▶ [Request]: Pull out every row below that contains the string "turbulent". Only count a match if the upper and lower case are the same.

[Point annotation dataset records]
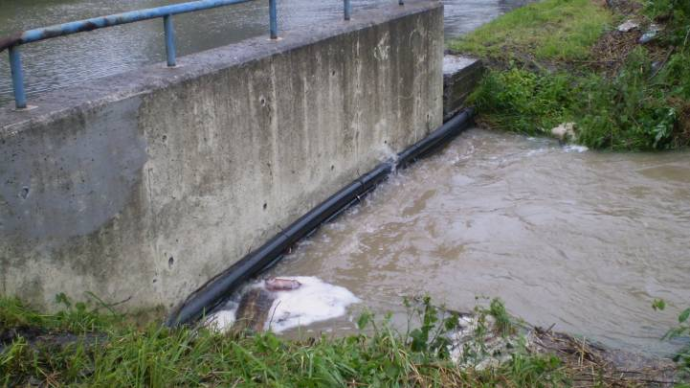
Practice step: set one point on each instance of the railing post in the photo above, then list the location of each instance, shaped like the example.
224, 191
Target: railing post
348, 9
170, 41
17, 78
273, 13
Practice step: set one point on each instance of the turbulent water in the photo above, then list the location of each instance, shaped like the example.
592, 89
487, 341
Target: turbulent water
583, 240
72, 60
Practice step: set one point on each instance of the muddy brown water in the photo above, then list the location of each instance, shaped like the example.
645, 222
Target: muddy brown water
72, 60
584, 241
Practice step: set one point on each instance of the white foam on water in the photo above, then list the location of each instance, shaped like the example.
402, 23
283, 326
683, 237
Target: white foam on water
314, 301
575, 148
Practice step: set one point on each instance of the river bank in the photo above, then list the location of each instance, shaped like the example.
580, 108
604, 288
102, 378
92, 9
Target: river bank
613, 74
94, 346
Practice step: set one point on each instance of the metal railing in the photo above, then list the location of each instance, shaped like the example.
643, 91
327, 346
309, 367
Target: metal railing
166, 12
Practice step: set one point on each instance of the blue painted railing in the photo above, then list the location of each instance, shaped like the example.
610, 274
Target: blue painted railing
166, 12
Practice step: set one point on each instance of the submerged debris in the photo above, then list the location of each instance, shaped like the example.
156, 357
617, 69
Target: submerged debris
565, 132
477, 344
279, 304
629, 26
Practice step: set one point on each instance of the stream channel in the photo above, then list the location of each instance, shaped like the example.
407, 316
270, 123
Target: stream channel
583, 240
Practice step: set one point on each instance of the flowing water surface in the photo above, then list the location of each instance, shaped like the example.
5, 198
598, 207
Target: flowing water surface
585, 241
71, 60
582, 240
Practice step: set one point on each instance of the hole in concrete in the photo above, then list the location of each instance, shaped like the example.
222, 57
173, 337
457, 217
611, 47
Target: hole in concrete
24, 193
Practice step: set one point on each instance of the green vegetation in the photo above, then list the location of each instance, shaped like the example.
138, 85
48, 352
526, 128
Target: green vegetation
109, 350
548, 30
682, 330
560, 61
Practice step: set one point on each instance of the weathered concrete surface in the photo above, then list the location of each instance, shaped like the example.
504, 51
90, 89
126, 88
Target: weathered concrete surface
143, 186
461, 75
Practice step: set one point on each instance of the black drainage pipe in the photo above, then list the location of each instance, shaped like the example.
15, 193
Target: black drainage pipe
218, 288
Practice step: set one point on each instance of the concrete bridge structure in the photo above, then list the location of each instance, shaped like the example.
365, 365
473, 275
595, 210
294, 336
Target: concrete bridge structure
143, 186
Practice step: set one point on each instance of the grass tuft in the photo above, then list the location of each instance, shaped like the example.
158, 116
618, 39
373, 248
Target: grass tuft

---

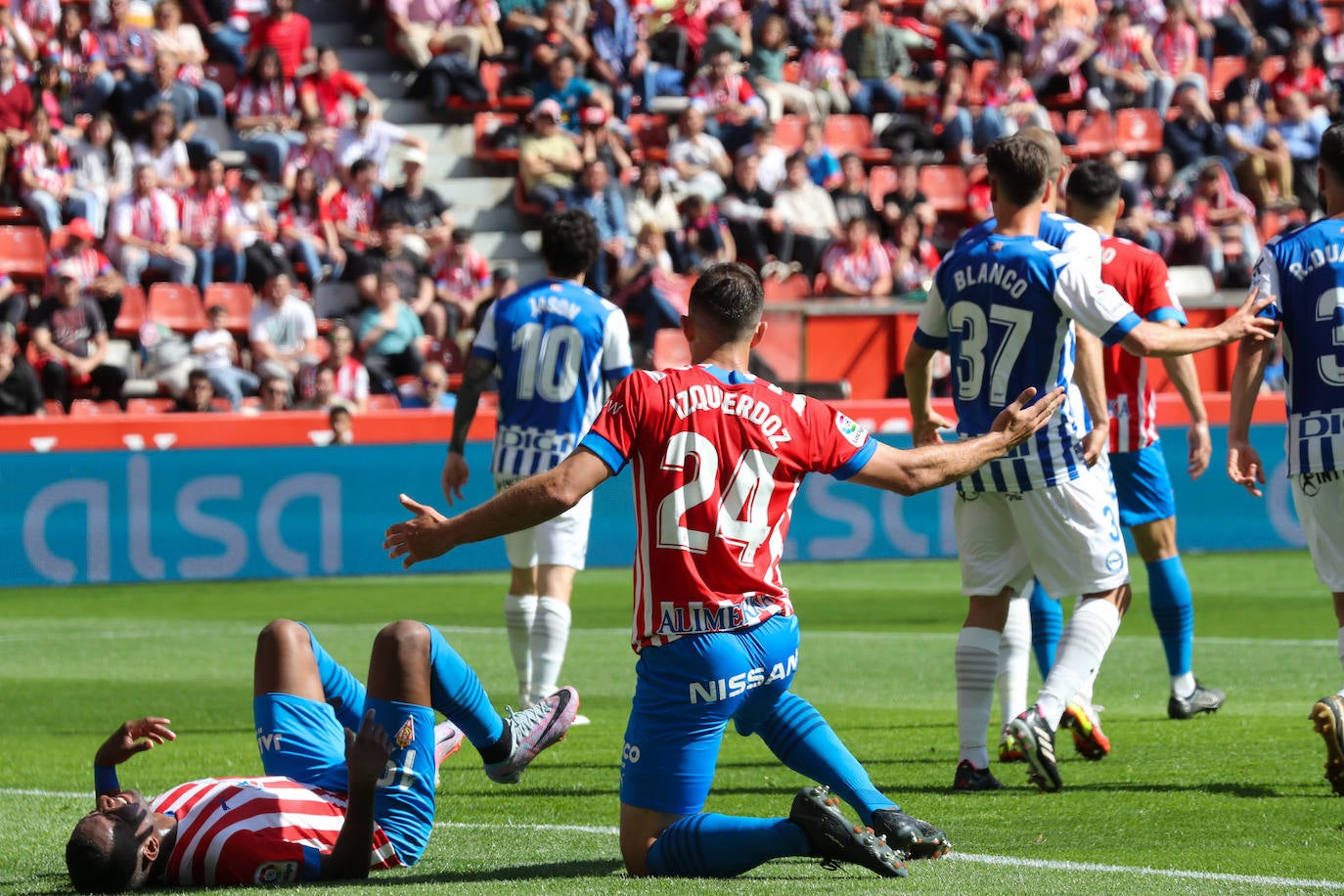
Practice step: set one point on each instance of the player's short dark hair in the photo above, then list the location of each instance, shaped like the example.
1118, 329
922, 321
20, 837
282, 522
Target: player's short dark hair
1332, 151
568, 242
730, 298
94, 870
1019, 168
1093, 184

▶ [Answer for this exercise]:
Practice step: set one point on each instance of the turbulent water in the photo above, then list the location of each instance, shaped like the example.
Target: turbulent water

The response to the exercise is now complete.